**What is needed**
Reproduce the listing below word for word, leaving out any pictures.
┌──
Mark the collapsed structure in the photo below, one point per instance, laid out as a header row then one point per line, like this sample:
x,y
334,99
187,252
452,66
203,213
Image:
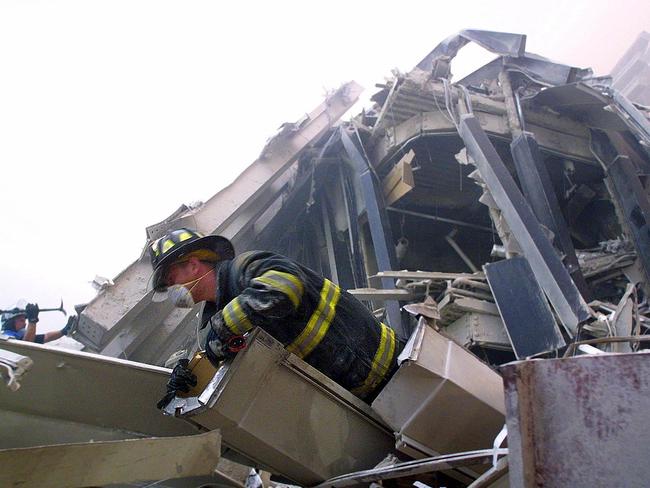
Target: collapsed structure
└──
**Task answer**
Mark the collapsed structure in the photo below, one point per instance, laid out as a header row then one point per line, like this sample:
x,y
334,99
187,252
452,66
203,213
Image:
Target: collapsed structure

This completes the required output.